--- Start of Given data ---

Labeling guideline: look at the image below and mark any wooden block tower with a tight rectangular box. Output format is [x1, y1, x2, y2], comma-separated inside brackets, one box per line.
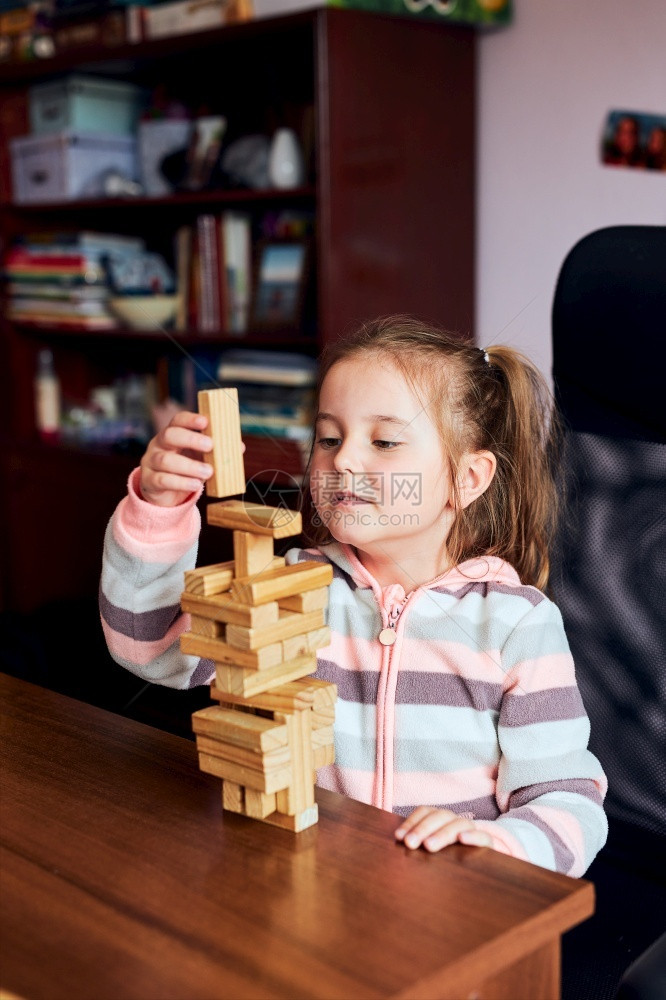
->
[180, 389, 337, 831]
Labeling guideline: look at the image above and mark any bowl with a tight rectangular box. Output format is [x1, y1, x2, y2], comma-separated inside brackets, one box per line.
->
[109, 295, 178, 330]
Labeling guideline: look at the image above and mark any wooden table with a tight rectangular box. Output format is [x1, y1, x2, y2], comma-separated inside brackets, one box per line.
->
[0, 675, 594, 1000]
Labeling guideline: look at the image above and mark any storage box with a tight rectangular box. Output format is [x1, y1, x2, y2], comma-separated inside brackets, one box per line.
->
[9, 131, 137, 205]
[137, 118, 192, 197]
[28, 74, 142, 135]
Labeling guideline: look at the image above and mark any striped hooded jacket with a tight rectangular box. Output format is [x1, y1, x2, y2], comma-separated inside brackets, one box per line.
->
[100, 471, 607, 876]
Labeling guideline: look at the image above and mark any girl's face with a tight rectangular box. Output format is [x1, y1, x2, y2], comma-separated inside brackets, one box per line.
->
[310, 355, 453, 559]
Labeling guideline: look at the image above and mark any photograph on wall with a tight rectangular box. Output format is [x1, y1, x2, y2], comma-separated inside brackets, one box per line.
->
[601, 110, 666, 171]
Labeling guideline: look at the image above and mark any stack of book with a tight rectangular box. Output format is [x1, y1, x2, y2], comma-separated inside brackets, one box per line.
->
[175, 209, 252, 334]
[3, 231, 174, 330]
[3, 232, 137, 330]
[217, 349, 317, 446]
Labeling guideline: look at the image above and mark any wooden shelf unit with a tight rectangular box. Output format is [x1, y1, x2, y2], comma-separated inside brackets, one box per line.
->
[0, 8, 475, 611]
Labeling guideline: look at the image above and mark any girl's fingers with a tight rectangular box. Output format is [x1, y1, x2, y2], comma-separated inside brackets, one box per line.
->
[423, 816, 474, 853]
[458, 830, 492, 847]
[141, 472, 201, 497]
[396, 806, 456, 848]
[161, 424, 213, 452]
[394, 806, 432, 840]
[151, 449, 213, 480]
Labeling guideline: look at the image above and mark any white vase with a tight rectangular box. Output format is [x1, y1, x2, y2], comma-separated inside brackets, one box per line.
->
[268, 128, 305, 188]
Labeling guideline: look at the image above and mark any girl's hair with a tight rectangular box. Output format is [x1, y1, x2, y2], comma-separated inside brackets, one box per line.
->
[303, 315, 560, 589]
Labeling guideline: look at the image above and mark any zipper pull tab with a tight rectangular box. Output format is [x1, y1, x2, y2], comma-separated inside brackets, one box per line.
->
[377, 625, 395, 646]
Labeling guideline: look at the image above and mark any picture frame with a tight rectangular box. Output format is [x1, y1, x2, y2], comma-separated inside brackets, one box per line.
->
[250, 238, 311, 333]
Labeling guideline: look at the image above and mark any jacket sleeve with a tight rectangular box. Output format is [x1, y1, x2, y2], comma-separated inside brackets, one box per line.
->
[99, 469, 214, 688]
[478, 598, 608, 877]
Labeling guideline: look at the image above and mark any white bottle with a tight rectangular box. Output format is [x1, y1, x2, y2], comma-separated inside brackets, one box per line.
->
[268, 128, 305, 188]
[35, 348, 60, 439]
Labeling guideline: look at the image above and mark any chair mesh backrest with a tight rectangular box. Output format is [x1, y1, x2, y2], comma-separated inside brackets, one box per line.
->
[551, 226, 666, 834]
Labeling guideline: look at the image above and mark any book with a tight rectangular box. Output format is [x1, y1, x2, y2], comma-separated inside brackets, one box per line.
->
[174, 225, 193, 331]
[196, 213, 222, 333]
[217, 350, 318, 386]
[16, 229, 146, 253]
[222, 210, 252, 334]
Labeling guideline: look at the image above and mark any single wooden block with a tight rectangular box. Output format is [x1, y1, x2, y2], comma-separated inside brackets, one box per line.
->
[231, 562, 333, 604]
[215, 655, 317, 700]
[197, 389, 245, 497]
[226, 605, 324, 659]
[234, 531, 274, 576]
[192, 705, 288, 753]
[275, 709, 314, 816]
[196, 736, 291, 774]
[245, 788, 277, 819]
[210, 676, 338, 712]
[222, 781, 245, 815]
[276, 588, 328, 613]
[263, 802, 319, 833]
[206, 500, 303, 538]
[180, 632, 282, 672]
[199, 753, 291, 792]
[188, 609, 224, 639]
[280, 624, 331, 660]
[180, 592, 280, 628]
[185, 559, 234, 597]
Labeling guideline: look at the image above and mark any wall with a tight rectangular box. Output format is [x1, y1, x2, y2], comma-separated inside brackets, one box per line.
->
[476, 0, 666, 378]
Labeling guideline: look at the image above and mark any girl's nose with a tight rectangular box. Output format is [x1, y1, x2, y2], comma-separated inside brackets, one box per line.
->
[333, 439, 362, 475]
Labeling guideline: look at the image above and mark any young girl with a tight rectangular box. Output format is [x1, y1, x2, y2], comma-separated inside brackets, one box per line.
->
[100, 316, 607, 876]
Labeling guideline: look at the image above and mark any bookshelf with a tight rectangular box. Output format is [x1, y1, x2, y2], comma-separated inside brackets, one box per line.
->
[0, 8, 475, 612]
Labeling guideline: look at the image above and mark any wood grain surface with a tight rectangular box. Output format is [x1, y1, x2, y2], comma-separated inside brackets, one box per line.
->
[0, 666, 594, 1000]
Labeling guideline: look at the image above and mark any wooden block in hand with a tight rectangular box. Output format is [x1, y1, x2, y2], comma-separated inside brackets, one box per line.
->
[180, 591, 280, 631]
[231, 562, 333, 604]
[180, 626, 282, 673]
[190, 615, 225, 639]
[226, 605, 324, 660]
[196, 736, 291, 774]
[215, 655, 317, 701]
[199, 752, 291, 793]
[198, 389, 245, 497]
[234, 531, 273, 576]
[206, 500, 303, 538]
[192, 705, 288, 753]
[210, 676, 338, 712]
[275, 709, 314, 816]
[276, 588, 328, 613]
[185, 559, 234, 597]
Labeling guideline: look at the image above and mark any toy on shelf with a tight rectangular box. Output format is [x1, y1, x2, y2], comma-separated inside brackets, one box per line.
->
[180, 389, 337, 832]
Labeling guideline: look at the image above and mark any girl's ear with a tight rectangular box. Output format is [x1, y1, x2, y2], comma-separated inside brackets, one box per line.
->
[458, 451, 497, 509]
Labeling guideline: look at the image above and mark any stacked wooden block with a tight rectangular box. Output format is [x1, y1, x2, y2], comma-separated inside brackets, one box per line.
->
[180, 389, 337, 831]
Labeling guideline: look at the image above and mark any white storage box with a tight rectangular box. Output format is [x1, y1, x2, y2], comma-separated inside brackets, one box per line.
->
[10, 131, 137, 205]
[28, 74, 142, 135]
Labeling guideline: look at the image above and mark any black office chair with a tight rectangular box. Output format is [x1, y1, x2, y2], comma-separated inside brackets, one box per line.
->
[551, 226, 666, 1000]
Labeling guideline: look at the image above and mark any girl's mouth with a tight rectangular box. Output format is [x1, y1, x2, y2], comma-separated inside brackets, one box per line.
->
[333, 490, 373, 507]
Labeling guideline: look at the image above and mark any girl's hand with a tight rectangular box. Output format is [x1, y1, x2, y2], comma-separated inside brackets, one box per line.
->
[395, 806, 492, 852]
[141, 410, 217, 507]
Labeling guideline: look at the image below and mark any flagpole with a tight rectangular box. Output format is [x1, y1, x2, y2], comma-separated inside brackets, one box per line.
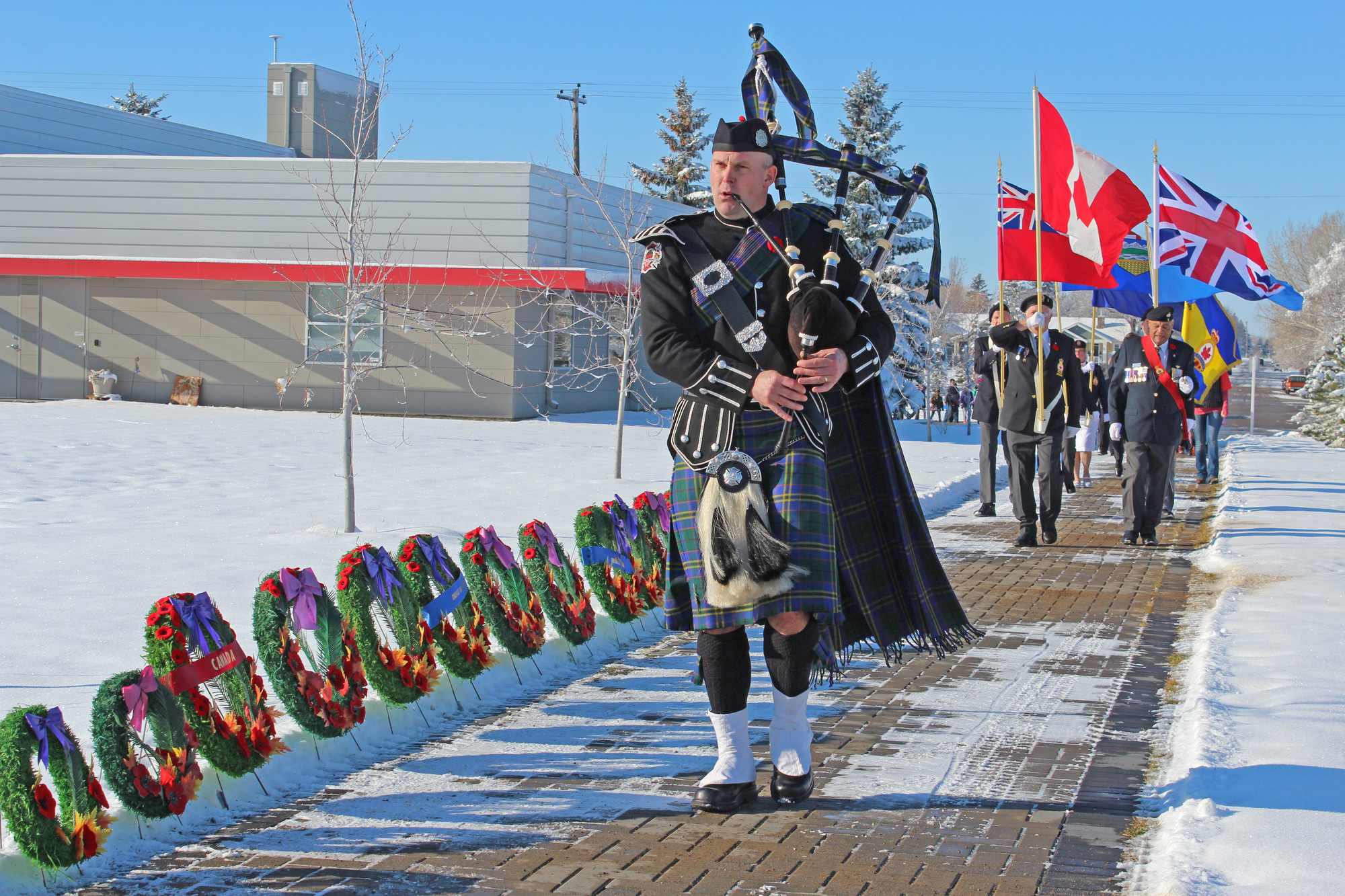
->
[1032, 78, 1046, 433]
[1145, 140, 1158, 308]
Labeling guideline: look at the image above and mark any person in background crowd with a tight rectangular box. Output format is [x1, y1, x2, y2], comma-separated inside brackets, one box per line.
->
[1194, 370, 1233, 486]
[971, 304, 1013, 517]
[1067, 339, 1107, 489]
[1108, 305, 1196, 546]
[1106, 345, 1126, 479]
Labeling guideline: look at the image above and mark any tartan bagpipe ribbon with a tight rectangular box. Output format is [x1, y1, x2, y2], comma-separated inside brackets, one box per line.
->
[742, 32, 942, 304]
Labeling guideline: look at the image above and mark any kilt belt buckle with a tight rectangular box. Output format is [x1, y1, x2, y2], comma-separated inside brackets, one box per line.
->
[705, 451, 761, 494]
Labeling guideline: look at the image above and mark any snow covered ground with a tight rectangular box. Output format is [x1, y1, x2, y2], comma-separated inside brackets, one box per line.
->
[1131, 434, 1345, 895]
[0, 401, 976, 892]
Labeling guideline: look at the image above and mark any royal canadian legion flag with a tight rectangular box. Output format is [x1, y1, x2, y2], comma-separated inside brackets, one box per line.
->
[999, 93, 1149, 289]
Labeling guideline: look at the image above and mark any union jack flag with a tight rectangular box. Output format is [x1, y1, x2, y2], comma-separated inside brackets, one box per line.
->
[1158, 165, 1302, 308]
[999, 180, 1060, 233]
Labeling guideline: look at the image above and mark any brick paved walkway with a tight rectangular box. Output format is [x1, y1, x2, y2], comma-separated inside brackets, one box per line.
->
[73, 459, 1206, 896]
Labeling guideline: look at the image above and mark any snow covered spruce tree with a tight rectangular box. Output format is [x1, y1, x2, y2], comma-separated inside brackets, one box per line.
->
[808, 66, 933, 415]
[631, 78, 710, 208]
[1294, 333, 1345, 448]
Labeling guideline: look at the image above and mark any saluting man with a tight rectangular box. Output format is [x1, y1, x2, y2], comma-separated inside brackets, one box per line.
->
[633, 118, 975, 811]
[990, 290, 1083, 548]
[1108, 305, 1196, 546]
[971, 302, 1013, 517]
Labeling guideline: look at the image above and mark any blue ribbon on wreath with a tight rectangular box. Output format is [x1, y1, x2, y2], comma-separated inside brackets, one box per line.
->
[168, 591, 223, 654]
[416, 536, 453, 588]
[360, 548, 402, 610]
[23, 706, 75, 766]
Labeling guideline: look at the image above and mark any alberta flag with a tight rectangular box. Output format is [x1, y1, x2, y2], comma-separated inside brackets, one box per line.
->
[1158, 165, 1303, 311]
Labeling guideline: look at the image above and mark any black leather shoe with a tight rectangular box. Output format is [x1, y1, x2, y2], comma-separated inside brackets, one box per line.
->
[771, 770, 812, 806]
[691, 775, 759, 813]
[1013, 524, 1037, 548]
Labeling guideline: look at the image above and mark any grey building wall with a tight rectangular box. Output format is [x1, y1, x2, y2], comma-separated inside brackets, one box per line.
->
[0, 85, 293, 156]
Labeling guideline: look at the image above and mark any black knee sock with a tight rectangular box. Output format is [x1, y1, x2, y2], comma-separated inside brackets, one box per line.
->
[761, 619, 822, 697]
[695, 628, 752, 716]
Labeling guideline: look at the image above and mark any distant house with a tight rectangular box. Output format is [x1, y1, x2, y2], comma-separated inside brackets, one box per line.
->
[0, 72, 686, 418]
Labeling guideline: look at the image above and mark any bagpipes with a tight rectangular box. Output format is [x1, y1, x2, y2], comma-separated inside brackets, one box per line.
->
[697, 23, 940, 607]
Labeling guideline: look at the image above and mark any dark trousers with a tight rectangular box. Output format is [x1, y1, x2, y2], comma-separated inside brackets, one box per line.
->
[1005, 432, 1065, 526]
[1120, 441, 1177, 536]
[981, 421, 1009, 505]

--- End of Given data ---

Required work:
Copy out, word for word, the lines of the records from the line with "Labeling guideline: look at the image above and mark any kilt" to the line with "[1158, 165, 1303, 311]", both included.

Task output:
Labeling guideline: look at the image above and mark any kilt belt buckle with a tight rectangular box. Output format is [x1, y1, x2, y2], comma-separated inside brackets, one box per line.
->
[705, 451, 761, 494]
Labeling guideline: look at the image above and mark any snow covered ground with a tight rectangular box. Output format is [x1, y1, x2, y2], comma-separated inside brackets, one box per line.
->
[1131, 434, 1345, 895]
[0, 401, 976, 892]
Labeling guideline: look at the image above and mark any royal canadian legion flag with a tight rectangular box. Output format is [x1, y1, x2, y2], comma-separated inside brackets, one box per line.
->
[999, 93, 1149, 289]
Labeling guideline: look at the image above and mark any union jack flag with a tight rectangular box. Output format is [x1, y1, x2, y2], comma-separated inside brackets, one box per line.
->
[1158, 165, 1302, 308]
[999, 180, 1060, 233]
Labeling guideline: look at the image above and mark any brick paved walkway with a tight rectangular box. Output format is [x1, y1, x2, y2], comma-separated inside brackets, one box per line.
->
[73, 459, 1206, 896]
Labeling guideline: look at the image above and mark any snow covered spruce tree with a tight rectangular box. Output format is [x1, y1, x2, y2], comma-separated inside brackets, one box per line.
->
[808, 66, 933, 415]
[631, 78, 710, 208]
[1294, 333, 1345, 448]
Labeling guideline: look at the image above and mark any saluting man with a tight rectangular box. Output format is [x1, y1, x2, y2], comma-separated inside brackets, one box per line.
->
[633, 118, 975, 811]
[990, 290, 1083, 548]
[1108, 305, 1196, 546]
[971, 302, 1013, 517]
Labeling guideline: look at the image above and mark any blue ribbon on wreath with a tight rectangular box. Output format is [x1, y1, x2, y2], comma-separated inside brackets, one box per line.
->
[168, 591, 223, 654]
[416, 536, 453, 588]
[360, 548, 402, 610]
[23, 706, 75, 766]
Labeling guideline: look at the image above and mark any alberta flag with a tight rectangular box. Output format is [x1, y1, x2, y2], comma-separated inside brackets, one box per line.
->
[1158, 165, 1303, 311]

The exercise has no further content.